→ **Set task**: Can you recast everything in the material below, from the line containing "of the dried" down to the line containing "x=487, y=45", as a numbered list that includes both of those lines, skips any blank lines, and leaves out everything else?

→ **Data provided**:
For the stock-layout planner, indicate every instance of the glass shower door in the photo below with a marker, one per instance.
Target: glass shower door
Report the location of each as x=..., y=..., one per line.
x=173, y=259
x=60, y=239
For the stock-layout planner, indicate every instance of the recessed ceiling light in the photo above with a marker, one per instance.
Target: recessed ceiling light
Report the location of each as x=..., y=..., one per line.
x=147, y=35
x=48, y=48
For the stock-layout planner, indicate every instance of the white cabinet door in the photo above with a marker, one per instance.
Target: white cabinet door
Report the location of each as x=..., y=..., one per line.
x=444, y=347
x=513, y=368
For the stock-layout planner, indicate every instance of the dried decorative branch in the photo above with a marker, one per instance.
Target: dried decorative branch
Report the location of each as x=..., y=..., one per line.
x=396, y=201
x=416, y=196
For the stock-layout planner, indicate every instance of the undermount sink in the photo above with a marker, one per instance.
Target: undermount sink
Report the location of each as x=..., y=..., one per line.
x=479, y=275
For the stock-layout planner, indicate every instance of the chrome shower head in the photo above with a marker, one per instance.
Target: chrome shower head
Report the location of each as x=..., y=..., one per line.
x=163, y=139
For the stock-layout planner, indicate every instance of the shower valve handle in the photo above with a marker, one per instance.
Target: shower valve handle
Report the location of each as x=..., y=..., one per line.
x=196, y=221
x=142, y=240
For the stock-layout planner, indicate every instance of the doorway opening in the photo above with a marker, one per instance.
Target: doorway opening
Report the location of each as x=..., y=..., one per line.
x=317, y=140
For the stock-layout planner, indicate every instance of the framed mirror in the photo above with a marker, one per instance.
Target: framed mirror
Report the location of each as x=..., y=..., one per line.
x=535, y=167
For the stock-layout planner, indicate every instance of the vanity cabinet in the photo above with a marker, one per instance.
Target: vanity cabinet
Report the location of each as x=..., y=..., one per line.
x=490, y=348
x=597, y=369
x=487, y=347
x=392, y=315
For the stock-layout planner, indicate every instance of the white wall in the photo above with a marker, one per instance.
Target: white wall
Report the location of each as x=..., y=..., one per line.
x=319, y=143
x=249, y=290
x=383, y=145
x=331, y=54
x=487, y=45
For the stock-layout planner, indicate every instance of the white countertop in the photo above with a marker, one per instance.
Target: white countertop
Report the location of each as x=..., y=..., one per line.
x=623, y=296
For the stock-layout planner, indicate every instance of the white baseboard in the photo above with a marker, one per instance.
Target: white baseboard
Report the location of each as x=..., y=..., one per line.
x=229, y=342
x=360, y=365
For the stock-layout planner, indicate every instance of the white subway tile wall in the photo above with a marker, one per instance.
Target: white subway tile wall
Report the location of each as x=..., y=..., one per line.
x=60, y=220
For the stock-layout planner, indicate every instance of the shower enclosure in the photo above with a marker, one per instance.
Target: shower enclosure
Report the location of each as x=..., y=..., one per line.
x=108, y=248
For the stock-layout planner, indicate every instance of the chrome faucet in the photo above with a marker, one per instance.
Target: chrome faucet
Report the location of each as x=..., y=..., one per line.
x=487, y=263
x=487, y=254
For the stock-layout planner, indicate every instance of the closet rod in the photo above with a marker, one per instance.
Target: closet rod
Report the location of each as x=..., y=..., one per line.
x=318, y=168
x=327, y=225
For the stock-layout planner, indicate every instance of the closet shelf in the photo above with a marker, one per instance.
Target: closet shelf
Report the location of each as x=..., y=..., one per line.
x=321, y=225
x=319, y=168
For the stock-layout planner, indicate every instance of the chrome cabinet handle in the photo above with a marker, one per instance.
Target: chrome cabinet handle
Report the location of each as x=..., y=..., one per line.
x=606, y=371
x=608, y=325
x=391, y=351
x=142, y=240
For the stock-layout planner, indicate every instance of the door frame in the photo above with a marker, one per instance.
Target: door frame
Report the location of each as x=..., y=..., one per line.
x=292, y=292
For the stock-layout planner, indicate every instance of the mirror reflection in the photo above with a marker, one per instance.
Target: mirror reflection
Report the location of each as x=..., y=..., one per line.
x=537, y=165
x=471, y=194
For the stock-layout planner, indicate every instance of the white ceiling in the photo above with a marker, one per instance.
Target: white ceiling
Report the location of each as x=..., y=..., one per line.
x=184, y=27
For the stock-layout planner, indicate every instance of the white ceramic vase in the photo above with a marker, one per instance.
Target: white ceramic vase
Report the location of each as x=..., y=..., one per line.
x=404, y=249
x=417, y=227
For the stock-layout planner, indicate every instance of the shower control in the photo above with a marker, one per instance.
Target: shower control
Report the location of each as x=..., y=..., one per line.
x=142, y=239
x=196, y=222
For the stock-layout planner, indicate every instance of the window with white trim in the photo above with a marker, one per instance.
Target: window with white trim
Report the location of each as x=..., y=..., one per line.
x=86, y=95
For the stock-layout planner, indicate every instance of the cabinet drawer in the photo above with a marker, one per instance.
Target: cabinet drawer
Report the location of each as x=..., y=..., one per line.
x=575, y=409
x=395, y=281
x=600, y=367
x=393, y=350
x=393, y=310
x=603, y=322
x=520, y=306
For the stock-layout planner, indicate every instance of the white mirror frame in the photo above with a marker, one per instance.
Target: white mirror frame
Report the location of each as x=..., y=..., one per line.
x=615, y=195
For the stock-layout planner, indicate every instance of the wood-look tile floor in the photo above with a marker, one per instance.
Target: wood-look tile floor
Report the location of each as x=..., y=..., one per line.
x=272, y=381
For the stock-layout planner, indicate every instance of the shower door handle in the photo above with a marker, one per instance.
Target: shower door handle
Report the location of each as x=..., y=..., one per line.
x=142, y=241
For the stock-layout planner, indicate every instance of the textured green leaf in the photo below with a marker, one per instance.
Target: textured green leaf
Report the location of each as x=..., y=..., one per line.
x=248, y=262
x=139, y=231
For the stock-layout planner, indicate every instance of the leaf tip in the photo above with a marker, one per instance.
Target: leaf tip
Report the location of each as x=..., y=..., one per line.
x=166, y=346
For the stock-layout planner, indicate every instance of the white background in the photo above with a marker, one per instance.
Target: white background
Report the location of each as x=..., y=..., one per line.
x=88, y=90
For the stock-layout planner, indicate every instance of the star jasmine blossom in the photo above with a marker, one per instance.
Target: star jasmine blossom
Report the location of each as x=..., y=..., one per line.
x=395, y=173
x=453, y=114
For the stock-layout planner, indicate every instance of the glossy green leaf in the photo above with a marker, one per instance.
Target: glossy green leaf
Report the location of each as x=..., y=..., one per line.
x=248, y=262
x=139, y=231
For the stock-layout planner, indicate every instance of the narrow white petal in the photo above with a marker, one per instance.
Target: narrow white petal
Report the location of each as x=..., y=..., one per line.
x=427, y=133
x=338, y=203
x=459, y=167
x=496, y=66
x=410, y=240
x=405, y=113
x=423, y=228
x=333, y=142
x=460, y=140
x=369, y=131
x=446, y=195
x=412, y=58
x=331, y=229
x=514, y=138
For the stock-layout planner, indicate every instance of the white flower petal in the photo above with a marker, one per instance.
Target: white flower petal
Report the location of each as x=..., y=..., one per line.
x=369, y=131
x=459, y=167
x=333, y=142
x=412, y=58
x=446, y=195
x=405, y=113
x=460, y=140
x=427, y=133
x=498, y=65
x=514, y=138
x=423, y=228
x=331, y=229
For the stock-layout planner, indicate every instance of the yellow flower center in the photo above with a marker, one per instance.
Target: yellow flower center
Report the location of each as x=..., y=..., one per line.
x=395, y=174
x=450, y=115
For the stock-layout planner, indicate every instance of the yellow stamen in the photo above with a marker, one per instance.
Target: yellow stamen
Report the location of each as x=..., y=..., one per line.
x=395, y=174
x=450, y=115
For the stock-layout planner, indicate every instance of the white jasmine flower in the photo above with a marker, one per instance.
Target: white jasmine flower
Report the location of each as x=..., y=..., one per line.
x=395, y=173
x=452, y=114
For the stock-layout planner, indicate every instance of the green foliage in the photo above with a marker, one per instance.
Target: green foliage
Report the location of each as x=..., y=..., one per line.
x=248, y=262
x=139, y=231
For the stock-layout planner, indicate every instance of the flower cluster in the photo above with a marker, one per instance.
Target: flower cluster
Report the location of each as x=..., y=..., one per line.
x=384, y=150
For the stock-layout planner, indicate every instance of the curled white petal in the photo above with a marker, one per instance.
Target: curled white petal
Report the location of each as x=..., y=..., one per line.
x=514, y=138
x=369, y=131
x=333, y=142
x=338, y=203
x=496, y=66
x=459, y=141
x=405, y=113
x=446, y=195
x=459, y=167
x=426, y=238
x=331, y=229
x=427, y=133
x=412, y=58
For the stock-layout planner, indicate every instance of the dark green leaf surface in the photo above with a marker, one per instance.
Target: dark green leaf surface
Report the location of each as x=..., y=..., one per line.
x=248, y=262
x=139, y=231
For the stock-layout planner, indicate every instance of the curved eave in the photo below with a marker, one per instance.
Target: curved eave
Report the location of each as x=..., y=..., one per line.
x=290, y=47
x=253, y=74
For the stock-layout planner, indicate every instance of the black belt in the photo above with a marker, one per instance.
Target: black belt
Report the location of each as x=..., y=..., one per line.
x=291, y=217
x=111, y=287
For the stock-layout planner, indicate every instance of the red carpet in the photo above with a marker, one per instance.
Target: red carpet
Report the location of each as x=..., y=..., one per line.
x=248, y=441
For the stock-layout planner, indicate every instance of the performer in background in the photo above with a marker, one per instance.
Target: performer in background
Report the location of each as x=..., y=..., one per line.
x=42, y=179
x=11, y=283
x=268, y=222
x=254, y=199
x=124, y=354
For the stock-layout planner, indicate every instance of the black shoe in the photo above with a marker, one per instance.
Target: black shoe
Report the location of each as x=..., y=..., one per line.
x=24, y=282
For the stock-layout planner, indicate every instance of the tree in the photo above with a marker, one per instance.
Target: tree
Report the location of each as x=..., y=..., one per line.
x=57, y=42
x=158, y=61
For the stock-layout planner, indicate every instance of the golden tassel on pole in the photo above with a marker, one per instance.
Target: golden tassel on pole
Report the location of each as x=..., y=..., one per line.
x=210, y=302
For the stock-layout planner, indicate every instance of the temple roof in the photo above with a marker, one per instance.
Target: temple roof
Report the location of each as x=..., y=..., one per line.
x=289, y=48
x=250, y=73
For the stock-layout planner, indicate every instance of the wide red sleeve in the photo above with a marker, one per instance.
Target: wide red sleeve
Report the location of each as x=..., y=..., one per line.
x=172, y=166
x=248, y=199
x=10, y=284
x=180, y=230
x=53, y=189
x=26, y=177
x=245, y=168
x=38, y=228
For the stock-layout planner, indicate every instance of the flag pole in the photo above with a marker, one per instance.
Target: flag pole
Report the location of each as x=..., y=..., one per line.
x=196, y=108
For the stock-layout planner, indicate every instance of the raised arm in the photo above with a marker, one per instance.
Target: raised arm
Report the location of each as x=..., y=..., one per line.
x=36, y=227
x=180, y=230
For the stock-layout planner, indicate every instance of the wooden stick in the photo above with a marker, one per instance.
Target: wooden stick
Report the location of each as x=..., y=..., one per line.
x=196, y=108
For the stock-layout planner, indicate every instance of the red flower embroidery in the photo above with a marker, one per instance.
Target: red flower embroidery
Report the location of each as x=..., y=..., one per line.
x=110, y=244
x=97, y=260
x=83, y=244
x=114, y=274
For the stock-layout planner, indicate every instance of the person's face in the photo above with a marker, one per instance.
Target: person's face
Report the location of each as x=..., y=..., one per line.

→ **Response below**:
1. For the stock-layout planner, indicate every instance of the dried decorative branch in the photo above with a marker, one per instance.
2. Target: dried decorative branch
3. Report the location of each as x=..., y=..., one per line.
4. x=396, y=201
5. x=416, y=196
6. For the stock-layout planner, indicate every instance of the undermount sink in the photo above with a marker, one per instance.
7. Target: undermount sink
8. Report the location of each as x=..., y=..., one per line.
9. x=479, y=275
10. For the stock-layout planner, indicate every instance of the chrome shower head in the photo above with a marker, one per instance.
11. Target: chrome shower head
12. Report the location of each as x=..., y=..., one per line.
13. x=163, y=139
14. For the stock-layout planner, indicate every instance of the shower valve handle in the photo above with a marker, one per instance.
15. Target: shower valve handle
16. Report the location of each as x=..., y=..., one per line.
17. x=196, y=221
18. x=142, y=240
19. For the stock-layout planner, indicate every instance of the doorway opening in the photo above with a marker, one per instance.
20. Target: doorway opening
21. Report the location of each as x=..., y=..., one per line.
22. x=317, y=140
23. For the stock-layout planner, indicate every instance of the framed mirror in the photo above with a marker, one per instance.
24. Target: framed mirror
25. Report the location of each as x=..., y=..., one per line.
26. x=535, y=167
27. For the stock-layout planner, indicate every instance of the vanity cabinet in the photo above with a marker, one per instance.
28. Target: vanity cabinet
29. Report the location of each as x=..., y=..., one per line.
30. x=490, y=348
31. x=597, y=369
32. x=487, y=347
33. x=392, y=315
34. For the stock-layout planner, indicate every instance of the white wall in the photo above with a marker, one per instance.
35. Target: white wall
36. Report the location of each as x=..., y=..., one per line.
37. x=319, y=143
38. x=249, y=290
39. x=383, y=145
40. x=331, y=54
41. x=487, y=45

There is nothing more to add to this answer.